[Begin Records for processing]
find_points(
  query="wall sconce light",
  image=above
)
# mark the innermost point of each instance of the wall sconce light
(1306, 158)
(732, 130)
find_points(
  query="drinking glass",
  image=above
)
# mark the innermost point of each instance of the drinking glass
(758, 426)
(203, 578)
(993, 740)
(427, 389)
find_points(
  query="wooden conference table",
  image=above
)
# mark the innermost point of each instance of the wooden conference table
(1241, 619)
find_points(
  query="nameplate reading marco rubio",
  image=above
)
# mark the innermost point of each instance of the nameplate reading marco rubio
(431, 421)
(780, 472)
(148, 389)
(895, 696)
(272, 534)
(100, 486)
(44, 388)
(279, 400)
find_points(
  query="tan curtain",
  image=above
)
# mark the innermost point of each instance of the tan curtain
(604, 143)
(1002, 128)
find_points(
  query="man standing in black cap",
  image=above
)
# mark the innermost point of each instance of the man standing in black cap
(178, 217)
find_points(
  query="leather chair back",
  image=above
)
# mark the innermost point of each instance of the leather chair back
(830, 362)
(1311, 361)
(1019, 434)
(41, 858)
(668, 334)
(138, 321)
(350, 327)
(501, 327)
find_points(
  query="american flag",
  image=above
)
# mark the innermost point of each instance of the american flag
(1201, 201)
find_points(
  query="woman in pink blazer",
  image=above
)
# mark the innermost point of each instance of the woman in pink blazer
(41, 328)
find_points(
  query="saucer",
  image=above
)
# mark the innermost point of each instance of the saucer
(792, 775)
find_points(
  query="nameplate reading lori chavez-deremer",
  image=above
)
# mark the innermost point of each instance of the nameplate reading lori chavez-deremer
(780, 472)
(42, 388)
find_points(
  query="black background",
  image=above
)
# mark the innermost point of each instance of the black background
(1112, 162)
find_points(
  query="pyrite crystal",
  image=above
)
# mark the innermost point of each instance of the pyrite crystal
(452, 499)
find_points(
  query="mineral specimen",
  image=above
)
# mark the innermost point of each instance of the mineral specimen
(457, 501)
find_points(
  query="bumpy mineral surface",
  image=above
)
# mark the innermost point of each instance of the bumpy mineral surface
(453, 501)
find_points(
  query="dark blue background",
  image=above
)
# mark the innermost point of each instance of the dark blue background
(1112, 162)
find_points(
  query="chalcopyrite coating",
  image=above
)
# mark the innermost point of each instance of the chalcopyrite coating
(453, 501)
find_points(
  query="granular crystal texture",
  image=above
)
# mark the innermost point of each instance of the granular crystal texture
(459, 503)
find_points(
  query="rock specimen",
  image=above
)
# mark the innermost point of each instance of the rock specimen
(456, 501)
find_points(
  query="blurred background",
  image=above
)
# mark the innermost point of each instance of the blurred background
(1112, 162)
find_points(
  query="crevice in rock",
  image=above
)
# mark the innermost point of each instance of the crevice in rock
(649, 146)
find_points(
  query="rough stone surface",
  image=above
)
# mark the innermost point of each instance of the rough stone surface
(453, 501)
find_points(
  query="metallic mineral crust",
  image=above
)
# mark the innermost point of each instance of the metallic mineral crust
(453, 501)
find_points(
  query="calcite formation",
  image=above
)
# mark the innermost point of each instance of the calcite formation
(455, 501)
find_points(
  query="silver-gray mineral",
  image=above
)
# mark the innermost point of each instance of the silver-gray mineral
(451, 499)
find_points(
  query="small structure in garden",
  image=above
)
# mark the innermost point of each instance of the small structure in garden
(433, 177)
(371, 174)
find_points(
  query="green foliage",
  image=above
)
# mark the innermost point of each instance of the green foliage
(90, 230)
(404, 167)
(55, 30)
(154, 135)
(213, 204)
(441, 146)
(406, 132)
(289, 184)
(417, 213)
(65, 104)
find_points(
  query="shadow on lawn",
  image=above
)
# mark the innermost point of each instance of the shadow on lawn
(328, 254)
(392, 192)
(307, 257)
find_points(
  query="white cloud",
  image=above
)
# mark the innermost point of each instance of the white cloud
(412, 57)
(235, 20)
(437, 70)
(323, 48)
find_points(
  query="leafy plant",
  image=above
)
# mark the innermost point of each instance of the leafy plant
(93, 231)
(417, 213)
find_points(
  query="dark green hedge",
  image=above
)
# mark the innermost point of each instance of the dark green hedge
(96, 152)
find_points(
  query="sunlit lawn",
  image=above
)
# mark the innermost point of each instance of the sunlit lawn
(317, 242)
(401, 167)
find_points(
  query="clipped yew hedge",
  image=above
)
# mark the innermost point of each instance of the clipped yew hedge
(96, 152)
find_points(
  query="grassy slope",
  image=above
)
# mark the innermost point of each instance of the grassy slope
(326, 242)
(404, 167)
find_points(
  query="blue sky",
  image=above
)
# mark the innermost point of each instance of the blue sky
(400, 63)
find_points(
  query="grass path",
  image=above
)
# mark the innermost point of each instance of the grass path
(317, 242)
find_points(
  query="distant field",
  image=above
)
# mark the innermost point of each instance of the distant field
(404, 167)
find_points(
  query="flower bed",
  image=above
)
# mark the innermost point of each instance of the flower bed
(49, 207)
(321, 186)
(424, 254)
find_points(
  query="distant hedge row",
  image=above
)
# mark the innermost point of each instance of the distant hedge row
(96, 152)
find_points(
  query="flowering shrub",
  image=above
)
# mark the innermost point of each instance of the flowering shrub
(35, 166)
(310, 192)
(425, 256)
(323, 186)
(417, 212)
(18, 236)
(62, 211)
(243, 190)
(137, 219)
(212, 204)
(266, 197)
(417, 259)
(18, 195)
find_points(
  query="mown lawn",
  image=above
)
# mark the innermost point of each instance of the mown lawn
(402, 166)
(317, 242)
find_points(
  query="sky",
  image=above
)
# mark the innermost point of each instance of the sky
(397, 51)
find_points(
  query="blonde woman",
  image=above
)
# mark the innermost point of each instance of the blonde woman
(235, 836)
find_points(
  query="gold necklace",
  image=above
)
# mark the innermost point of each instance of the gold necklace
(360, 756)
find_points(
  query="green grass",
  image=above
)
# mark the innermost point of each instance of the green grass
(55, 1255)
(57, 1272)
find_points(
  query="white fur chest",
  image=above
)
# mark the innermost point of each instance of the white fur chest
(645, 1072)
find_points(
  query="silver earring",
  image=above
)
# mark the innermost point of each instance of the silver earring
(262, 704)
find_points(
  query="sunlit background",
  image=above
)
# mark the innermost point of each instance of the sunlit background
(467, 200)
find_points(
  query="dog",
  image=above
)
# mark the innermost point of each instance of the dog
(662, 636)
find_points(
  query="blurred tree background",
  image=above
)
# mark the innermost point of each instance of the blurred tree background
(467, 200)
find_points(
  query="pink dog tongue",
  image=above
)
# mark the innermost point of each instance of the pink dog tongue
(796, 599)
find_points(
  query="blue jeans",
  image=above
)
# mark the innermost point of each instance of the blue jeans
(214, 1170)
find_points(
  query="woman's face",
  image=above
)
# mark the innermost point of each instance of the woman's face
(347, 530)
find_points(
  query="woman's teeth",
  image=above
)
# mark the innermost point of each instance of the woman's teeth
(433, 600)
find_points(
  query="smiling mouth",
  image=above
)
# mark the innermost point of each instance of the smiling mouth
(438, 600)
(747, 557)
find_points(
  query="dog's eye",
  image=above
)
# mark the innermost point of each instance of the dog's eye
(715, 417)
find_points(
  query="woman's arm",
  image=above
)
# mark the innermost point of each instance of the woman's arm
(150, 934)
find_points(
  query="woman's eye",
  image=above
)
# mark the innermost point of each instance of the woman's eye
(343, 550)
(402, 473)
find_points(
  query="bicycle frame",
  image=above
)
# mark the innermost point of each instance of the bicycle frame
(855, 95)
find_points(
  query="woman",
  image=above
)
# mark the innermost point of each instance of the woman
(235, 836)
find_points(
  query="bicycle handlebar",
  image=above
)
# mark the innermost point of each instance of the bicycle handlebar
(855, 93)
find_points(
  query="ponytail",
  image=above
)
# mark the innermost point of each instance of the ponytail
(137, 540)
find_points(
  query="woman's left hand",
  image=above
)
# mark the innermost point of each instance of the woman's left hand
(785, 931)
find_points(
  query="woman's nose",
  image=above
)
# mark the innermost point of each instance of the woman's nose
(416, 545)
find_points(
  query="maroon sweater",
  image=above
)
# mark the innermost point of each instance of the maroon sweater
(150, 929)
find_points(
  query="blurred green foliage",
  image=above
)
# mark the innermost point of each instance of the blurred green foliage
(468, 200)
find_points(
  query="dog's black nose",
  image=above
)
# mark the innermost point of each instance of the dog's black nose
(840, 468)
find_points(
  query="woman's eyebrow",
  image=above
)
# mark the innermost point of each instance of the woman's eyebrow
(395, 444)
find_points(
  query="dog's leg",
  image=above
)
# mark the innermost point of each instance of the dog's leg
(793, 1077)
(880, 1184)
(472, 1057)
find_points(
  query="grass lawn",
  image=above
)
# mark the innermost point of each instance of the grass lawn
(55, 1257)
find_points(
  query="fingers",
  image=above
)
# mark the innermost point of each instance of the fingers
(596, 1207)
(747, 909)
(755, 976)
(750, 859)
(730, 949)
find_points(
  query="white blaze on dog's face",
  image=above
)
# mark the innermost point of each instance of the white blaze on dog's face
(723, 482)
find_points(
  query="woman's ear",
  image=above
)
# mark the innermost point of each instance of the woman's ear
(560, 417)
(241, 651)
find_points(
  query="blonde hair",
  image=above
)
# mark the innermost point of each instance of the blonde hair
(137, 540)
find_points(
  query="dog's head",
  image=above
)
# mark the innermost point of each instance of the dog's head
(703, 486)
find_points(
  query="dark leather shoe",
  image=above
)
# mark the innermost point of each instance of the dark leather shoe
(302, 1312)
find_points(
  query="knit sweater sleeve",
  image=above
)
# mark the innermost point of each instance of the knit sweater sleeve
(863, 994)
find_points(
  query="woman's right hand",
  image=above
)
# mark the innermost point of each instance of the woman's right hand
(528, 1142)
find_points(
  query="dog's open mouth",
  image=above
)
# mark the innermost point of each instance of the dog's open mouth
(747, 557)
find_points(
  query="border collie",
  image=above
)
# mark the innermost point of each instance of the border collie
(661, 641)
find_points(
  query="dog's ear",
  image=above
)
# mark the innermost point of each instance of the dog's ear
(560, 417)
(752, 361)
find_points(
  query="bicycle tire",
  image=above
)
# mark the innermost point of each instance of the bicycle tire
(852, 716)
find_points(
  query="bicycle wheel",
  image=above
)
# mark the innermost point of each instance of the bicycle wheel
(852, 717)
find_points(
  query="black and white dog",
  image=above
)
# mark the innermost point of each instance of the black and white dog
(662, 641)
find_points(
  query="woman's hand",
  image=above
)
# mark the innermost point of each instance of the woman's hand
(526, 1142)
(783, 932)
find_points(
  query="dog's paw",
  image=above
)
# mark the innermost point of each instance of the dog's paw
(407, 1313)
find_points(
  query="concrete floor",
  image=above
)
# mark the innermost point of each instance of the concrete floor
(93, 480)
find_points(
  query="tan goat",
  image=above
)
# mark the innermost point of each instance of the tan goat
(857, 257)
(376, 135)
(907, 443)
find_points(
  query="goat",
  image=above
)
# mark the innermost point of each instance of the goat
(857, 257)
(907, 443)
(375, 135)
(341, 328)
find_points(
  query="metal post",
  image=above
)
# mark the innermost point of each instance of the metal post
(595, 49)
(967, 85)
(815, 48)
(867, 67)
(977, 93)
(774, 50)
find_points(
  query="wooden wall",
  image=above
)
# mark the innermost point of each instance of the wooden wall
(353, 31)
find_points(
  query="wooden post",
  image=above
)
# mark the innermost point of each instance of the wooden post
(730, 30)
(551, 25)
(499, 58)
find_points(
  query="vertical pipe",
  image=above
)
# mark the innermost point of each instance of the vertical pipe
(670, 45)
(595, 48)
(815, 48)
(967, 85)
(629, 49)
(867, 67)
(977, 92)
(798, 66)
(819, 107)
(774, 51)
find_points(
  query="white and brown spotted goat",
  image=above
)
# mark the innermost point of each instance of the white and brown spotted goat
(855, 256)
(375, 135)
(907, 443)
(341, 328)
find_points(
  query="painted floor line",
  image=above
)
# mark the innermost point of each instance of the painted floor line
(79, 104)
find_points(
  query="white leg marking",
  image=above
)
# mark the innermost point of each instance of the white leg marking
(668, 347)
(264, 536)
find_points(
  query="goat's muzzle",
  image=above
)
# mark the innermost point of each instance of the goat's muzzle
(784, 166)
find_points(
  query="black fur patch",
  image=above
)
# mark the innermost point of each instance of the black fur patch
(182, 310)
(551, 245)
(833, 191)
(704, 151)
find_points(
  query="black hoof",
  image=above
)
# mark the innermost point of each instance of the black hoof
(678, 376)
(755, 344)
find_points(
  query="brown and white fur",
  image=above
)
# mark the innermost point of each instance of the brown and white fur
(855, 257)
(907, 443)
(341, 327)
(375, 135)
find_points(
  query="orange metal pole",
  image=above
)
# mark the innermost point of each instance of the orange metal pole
[End Records for processing]
■ Task brief: Collect every line in the listing above that contains the string "post", and copy each line in full. Case counts when matching.

■ Output:
  query="metal post",
# mark the innermost point of each instance of the metal post
  query="wooden post",
# mark the innermost point of each instance of the wooden post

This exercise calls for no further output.